Required work >>
Write out the lines below exactly, beginning with the very first one and stopping after the line that has "point(1270, 383)". Leave the pictures out of your answer.

(Location annotation dataset excerpts)
━━━━━━━━━━━━━━━━
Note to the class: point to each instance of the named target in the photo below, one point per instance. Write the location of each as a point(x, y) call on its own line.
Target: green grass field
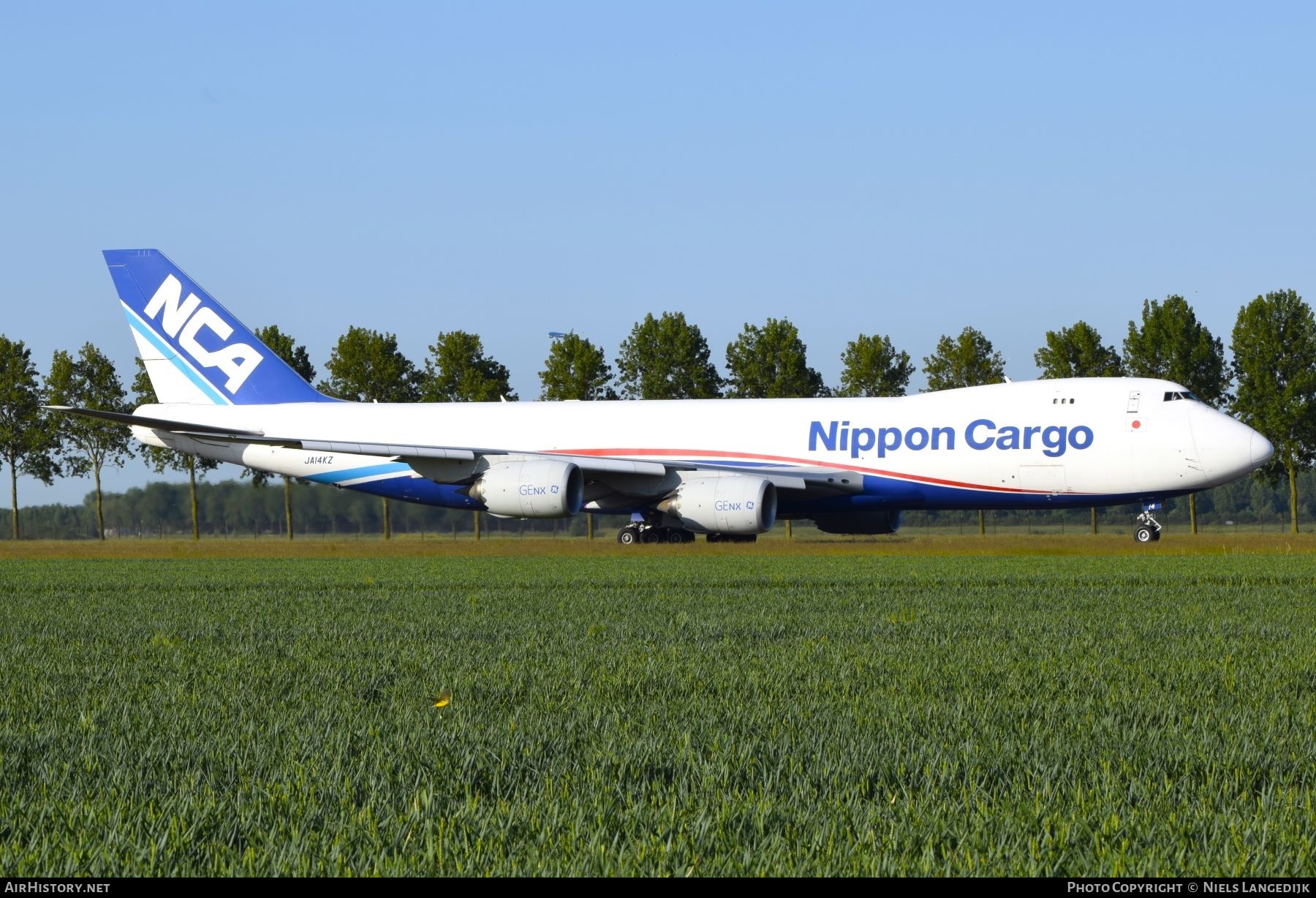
point(659, 713)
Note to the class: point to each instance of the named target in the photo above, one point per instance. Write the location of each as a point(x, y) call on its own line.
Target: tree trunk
point(100, 516)
point(13, 497)
point(287, 505)
point(191, 483)
point(1293, 495)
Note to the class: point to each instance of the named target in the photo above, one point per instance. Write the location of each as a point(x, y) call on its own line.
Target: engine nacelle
point(860, 521)
point(724, 505)
point(539, 488)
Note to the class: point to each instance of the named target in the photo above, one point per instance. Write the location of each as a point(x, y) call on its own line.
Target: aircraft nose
point(1261, 449)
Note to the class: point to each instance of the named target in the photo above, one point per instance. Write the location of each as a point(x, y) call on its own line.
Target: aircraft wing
point(625, 477)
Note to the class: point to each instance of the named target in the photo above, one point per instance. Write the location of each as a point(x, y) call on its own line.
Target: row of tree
point(1270, 383)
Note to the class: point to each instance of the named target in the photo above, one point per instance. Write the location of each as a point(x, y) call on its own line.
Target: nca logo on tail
point(184, 319)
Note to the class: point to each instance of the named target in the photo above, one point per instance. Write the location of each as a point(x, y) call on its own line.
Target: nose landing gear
point(1148, 528)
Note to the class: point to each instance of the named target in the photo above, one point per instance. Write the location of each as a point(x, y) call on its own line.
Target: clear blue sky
point(516, 169)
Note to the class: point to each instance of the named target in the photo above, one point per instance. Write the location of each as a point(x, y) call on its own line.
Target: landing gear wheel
point(1148, 528)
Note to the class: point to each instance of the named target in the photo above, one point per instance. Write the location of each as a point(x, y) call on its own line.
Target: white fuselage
point(1033, 444)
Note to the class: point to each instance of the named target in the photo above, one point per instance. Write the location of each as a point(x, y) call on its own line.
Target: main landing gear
point(1148, 528)
point(638, 531)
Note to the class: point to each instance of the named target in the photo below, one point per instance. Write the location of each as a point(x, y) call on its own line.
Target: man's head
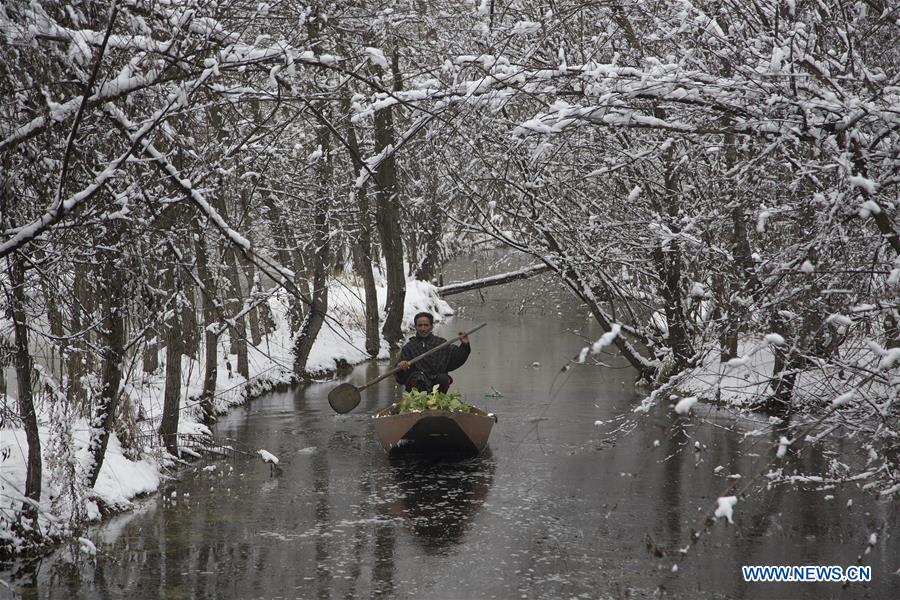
point(424, 323)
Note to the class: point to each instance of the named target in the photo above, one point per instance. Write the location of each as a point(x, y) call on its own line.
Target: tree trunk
point(75, 393)
point(189, 317)
point(168, 426)
point(289, 256)
point(235, 305)
point(24, 368)
point(210, 339)
point(362, 250)
point(387, 216)
point(669, 262)
point(113, 353)
point(315, 317)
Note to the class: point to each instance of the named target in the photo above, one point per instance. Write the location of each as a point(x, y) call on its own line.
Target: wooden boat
point(434, 431)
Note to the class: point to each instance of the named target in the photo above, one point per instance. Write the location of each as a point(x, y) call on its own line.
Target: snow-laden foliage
point(717, 183)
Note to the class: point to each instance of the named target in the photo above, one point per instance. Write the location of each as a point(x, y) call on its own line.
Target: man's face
point(423, 326)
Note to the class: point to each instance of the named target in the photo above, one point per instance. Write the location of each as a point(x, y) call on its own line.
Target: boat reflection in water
point(438, 498)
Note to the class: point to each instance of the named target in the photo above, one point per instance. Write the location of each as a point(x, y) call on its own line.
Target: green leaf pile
point(416, 401)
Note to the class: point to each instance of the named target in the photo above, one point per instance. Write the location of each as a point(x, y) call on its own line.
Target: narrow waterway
point(575, 497)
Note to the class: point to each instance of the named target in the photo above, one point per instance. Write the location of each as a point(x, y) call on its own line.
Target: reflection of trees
point(440, 498)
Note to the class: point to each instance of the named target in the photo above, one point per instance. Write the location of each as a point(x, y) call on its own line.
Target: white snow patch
point(267, 456)
point(726, 507)
point(684, 405)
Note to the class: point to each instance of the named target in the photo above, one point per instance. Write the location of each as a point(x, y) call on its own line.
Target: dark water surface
point(559, 506)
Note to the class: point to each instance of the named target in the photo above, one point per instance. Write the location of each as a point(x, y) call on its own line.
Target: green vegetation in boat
point(416, 401)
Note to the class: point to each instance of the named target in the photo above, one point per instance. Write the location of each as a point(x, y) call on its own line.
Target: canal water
point(575, 497)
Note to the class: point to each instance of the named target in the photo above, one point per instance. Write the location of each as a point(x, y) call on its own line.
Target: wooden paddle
point(346, 396)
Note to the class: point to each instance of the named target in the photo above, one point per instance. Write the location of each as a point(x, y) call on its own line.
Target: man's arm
point(459, 354)
point(403, 374)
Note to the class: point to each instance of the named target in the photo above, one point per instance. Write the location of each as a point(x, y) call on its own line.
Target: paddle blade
point(344, 398)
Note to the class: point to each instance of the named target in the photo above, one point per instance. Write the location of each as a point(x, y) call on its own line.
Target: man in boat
point(433, 369)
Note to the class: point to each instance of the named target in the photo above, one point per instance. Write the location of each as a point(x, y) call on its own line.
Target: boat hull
point(433, 432)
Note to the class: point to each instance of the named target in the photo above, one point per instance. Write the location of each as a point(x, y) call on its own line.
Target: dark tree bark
point(362, 249)
point(103, 420)
point(387, 216)
point(168, 426)
point(24, 366)
point(76, 367)
point(235, 305)
point(210, 314)
point(669, 263)
point(189, 317)
point(315, 317)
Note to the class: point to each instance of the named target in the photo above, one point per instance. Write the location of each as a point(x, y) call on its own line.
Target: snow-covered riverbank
point(137, 466)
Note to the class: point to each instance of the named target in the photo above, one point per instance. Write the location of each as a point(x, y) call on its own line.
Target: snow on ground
point(121, 479)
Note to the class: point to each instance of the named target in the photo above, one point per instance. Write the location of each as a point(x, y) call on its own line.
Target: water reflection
point(561, 507)
point(438, 499)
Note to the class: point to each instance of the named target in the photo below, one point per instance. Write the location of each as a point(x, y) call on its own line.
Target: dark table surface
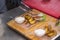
point(9, 34)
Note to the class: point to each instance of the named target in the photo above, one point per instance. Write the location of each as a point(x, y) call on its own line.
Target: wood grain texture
point(30, 31)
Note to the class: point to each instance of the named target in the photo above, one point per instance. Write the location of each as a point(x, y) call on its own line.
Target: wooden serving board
point(29, 31)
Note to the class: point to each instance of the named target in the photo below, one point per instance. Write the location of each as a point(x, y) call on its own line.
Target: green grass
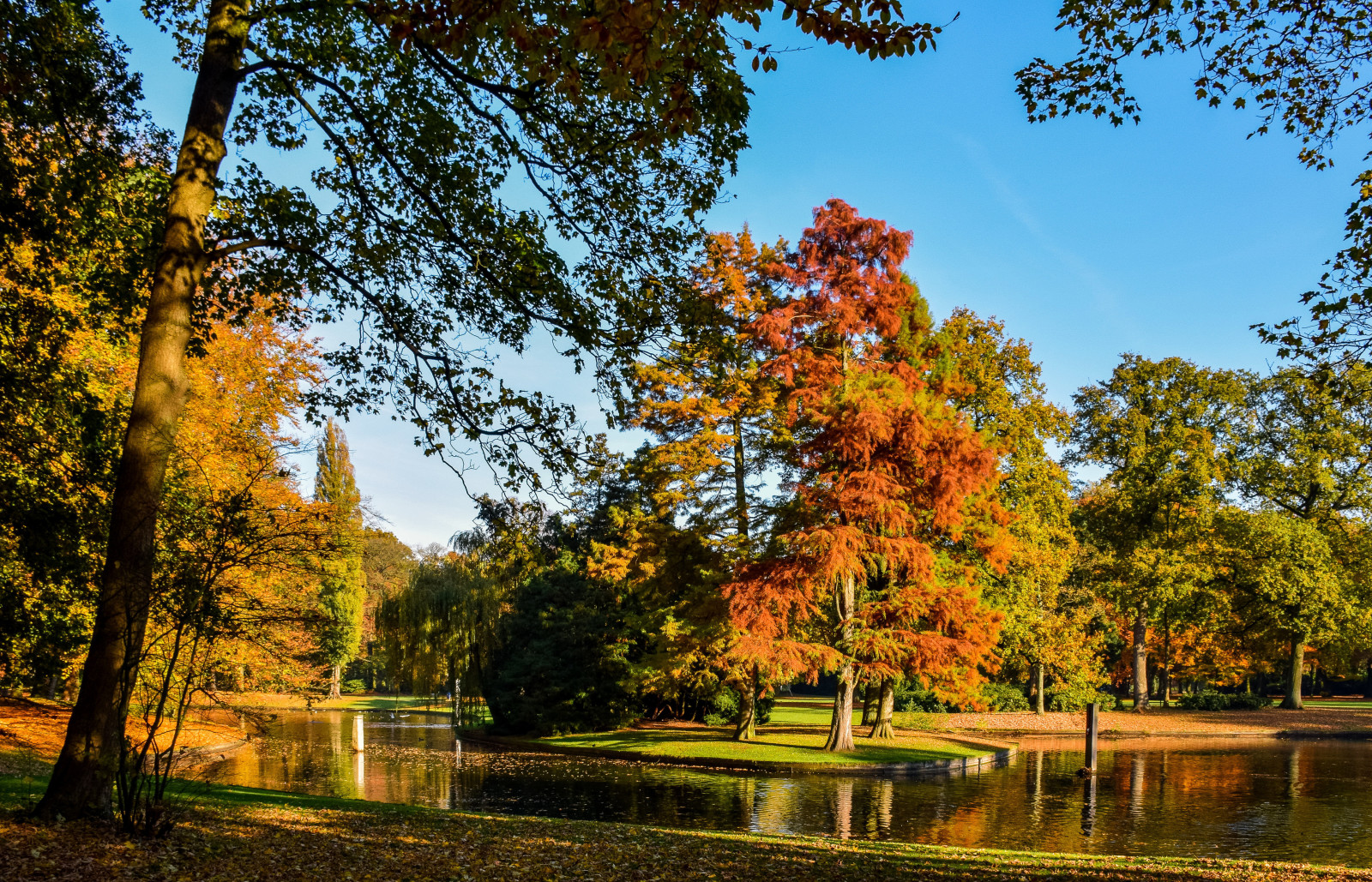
point(228, 834)
point(770, 747)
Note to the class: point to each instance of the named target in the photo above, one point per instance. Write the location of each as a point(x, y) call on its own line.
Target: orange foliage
point(895, 491)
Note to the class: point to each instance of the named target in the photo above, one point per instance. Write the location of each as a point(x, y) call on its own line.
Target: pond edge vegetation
point(999, 756)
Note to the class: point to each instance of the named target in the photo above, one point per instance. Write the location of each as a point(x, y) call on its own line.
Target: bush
point(724, 710)
point(1003, 697)
point(1072, 699)
point(1219, 701)
point(919, 701)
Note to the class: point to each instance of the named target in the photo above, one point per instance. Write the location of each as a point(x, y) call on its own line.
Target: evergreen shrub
point(1072, 699)
point(1220, 701)
point(1003, 697)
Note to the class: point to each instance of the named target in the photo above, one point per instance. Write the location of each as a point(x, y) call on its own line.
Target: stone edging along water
point(924, 767)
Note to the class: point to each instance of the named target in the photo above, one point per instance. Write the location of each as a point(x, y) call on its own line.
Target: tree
point(1164, 431)
point(81, 180)
point(892, 484)
point(622, 125)
point(1049, 615)
point(1298, 65)
point(715, 416)
point(342, 590)
point(1293, 582)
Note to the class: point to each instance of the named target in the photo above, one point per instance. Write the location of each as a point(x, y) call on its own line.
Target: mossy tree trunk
point(841, 724)
point(81, 779)
point(747, 727)
point(1140, 660)
point(1297, 664)
point(869, 703)
point(882, 729)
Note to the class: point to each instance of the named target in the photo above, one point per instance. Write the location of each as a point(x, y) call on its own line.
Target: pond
point(1260, 799)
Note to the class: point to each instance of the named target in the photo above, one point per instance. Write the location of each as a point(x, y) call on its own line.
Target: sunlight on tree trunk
point(1140, 662)
point(841, 726)
point(82, 775)
point(882, 729)
point(1297, 664)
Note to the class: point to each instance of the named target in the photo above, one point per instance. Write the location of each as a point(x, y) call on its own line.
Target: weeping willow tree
point(441, 628)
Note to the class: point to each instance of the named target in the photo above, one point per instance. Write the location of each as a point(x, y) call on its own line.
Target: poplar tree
point(342, 583)
point(619, 123)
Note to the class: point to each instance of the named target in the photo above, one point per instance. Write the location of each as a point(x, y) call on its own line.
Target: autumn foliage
point(894, 491)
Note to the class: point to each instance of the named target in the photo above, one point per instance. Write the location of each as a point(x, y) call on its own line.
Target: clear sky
point(1165, 239)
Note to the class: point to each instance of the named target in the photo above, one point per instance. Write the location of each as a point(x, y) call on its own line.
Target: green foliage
point(1220, 701)
point(563, 662)
point(1072, 699)
point(1005, 697)
point(81, 182)
point(342, 591)
point(914, 699)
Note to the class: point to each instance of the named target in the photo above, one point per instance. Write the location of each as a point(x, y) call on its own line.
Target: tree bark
point(1165, 675)
point(1140, 662)
point(882, 729)
point(747, 726)
point(841, 724)
point(82, 775)
point(1293, 699)
point(869, 701)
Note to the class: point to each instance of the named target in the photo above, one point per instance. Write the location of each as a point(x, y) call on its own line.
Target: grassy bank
point(770, 747)
point(237, 833)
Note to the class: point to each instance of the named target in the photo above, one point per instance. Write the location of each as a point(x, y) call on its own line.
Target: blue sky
point(1165, 239)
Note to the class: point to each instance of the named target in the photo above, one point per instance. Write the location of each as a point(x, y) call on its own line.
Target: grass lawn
point(770, 747)
point(228, 834)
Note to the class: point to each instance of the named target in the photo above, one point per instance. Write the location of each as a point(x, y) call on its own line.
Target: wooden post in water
point(1092, 727)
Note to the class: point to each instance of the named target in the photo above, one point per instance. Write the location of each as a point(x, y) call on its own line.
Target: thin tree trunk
point(882, 729)
point(841, 724)
point(1166, 658)
point(1293, 699)
point(869, 701)
point(1140, 662)
point(747, 727)
point(86, 768)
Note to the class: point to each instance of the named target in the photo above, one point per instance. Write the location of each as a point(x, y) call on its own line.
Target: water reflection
point(1269, 800)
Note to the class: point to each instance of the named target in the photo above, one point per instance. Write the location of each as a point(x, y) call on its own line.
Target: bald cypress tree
point(342, 590)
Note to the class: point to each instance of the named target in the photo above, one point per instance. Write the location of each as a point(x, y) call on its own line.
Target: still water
point(1271, 800)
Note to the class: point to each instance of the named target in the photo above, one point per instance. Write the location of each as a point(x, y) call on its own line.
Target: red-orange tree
point(894, 491)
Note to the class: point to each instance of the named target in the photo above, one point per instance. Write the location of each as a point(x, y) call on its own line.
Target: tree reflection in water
point(1273, 800)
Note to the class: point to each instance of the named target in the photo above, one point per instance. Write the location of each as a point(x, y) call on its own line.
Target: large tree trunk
point(882, 729)
point(1293, 699)
point(89, 756)
point(841, 724)
point(1140, 662)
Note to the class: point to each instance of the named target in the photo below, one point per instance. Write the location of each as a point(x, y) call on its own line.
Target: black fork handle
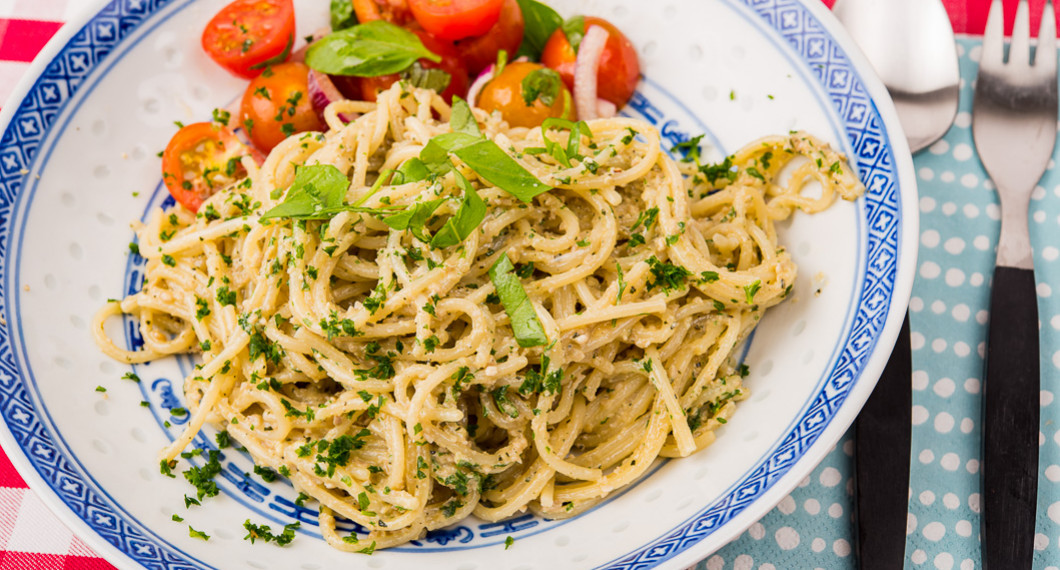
point(1010, 422)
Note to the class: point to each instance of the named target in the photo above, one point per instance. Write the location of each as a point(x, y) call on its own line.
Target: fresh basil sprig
point(342, 15)
point(368, 50)
point(318, 193)
point(500, 170)
point(479, 154)
point(414, 218)
point(466, 219)
point(540, 22)
point(561, 154)
point(422, 77)
point(525, 323)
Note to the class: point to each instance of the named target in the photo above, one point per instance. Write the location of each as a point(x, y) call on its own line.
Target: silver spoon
point(911, 45)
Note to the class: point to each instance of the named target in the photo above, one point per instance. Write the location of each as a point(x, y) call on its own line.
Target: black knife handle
point(1010, 410)
point(882, 462)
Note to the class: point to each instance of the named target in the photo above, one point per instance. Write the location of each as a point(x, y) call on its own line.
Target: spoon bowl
point(911, 46)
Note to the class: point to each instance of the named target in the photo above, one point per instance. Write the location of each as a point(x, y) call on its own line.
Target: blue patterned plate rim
point(883, 160)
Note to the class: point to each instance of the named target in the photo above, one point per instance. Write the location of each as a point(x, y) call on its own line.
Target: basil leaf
point(436, 154)
point(575, 30)
point(411, 171)
point(414, 218)
point(540, 22)
point(573, 141)
point(543, 84)
point(317, 190)
point(433, 78)
point(472, 213)
point(495, 166)
point(525, 323)
point(368, 50)
point(342, 15)
point(462, 120)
━━━━━━━━━━━━━━━━
Exercise answer >>
Note to the class: point to each instance of the named target in the photo below, one point per instance. Write the location of each as a point(x, y) call on its own line.
Target: green grass field
point(659, 713)
Note to the class: point to each instance of the named target in the photo above, one point per instance. Write the location of each as a point(x, y) call on its own line.
Target: tree trunk
point(100, 516)
point(13, 497)
point(287, 505)
point(191, 483)
point(1293, 495)
Note to the class: point to each instance of the named target in the photo above, one point per instance. Write the location of each as a point(x, y) call on its own line.
Target: engine nacelle
point(860, 521)
point(724, 505)
point(539, 488)
Note to the class: point to each instance of the named target in the photo above, one point per instance. Write the location of each as a point(x, y) call on its own line.
Target: aircraft nose
point(1261, 449)
Note to the class: point to each instance of the named target in the photo above, one point per instance. Write the location of each as a point(x, y) call on its own line.
Target: aircraft wing
point(625, 477)
Note to the class: point to each instance of the named target in the photo above, one point per instance. Write the location of each as a point(x, y) call on its own line.
Target: row of tree
point(1270, 383)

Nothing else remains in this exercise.